Dataset entries:

*-*-*

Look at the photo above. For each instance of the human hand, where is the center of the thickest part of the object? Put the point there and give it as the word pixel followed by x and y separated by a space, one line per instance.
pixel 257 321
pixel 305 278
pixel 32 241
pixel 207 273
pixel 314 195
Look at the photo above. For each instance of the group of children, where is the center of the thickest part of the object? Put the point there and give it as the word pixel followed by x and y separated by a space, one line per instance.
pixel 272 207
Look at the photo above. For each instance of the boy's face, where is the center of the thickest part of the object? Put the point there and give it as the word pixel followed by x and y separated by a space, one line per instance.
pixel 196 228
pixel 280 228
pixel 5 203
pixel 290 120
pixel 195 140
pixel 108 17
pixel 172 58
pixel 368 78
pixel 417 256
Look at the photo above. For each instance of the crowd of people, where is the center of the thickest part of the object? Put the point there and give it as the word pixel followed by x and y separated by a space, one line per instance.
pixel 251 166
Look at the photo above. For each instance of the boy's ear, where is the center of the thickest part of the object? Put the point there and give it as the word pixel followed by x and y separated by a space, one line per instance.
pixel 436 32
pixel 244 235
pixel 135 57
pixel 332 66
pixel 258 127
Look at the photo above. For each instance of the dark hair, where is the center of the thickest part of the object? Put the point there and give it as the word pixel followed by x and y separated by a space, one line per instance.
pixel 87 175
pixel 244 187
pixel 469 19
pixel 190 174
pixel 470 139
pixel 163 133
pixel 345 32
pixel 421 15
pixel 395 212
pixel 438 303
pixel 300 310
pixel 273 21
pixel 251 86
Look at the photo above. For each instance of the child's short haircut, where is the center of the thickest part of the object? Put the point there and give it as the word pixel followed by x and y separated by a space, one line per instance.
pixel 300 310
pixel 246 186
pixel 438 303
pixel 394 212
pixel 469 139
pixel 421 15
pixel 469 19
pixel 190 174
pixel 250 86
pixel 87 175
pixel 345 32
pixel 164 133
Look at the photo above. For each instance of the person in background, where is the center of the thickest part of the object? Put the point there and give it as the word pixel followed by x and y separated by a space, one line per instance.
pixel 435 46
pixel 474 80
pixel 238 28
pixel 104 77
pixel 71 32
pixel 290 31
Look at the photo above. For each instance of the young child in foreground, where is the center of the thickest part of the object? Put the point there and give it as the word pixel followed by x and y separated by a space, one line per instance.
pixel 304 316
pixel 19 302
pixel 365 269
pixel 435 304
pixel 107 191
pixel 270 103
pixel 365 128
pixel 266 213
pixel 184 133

*-*-*

• **ABOUT THIS EXERCISE**
The entries above are to be restated word for word.

• **WRITTEN RESPONSE**
Look at the photo above. For each instance of the human hand, where is the center of the thickest part of the object? Put the point there and give it as the word pixel followed by x and y separated by a space, one line per instance.
pixel 257 321
pixel 305 278
pixel 32 241
pixel 207 273
pixel 314 195
Look at the photo above. For each instance of the group of children, where is the center of the thickest part of the object? Put the point there and give it as the word pixel followed by x and y separated by a space, one line per instance.
pixel 272 207
Look at the photo above. For each instance of the boy's face, where is the center of the thickest part of the object? Put the point there and give it as the word pixel followed by x and y separated by a space, one line per instance.
pixel 196 228
pixel 280 228
pixel 5 203
pixel 290 120
pixel 195 140
pixel 108 17
pixel 172 58
pixel 368 78
pixel 417 256
Look at the photo above. For each instance of the crowd of people, where is the center of the thickest part of the object? Put the point there and give it as the word pixel followed by x and y separated by a space, one line per instance.
pixel 251 166
Look at the photo above. For each instance of the boy's ear, where is the center of the thickest part of the object? Put the point there and give it as the word pixel followed by x and y separated by a space, one line per instance.
pixel 436 32
pixel 244 235
pixel 135 57
pixel 332 66
pixel 258 127
Look at the photo above. For each instance of the dark hair, where is the center of the thickest part of the object? Put the point there and give it as the word pixel followed by x and y separated by a space, one line per instance.
pixel 87 175
pixel 244 187
pixel 469 19
pixel 190 174
pixel 470 139
pixel 163 133
pixel 345 32
pixel 421 15
pixel 395 212
pixel 438 303
pixel 300 310
pixel 273 21
pixel 251 86
Look at the photo above. For each instance of the child's short haircut, where is the center of the thickest part of the object? Put the point there and give it as the word pixel followed by x and y separated by a space, one line per instance.
pixel 300 310
pixel 246 186
pixel 438 303
pixel 394 212
pixel 469 139
pixel 421 15
pixel 469 19
pixel 190 174
pixel 250 86
pixel 87 175
pixel 345 32
pixel 164 133
Look at the photo above. For each instance of the person in background, where is the center of the thickest part of the object? Put the point there and give it as the word pixel followed by x and y separated by a space, one line per instance.
pixel 435 46
pixel 474 80
pixel 238 28
pixel 104 77
pixel 71 32
pixel 290 31
Look at the photo above. For each instance of the young child in foreground, where is the center of the thickest part of the object? Put the point there and give it as the word pixel followed by x and y separated by a space, one line per instance.
pixel 304 316
pixel 19 302
pixel 365 269
pixel 435 304
pixel 107 191
pixel 270 103
pixel 365 128
pixel 266 213
pixel 184 133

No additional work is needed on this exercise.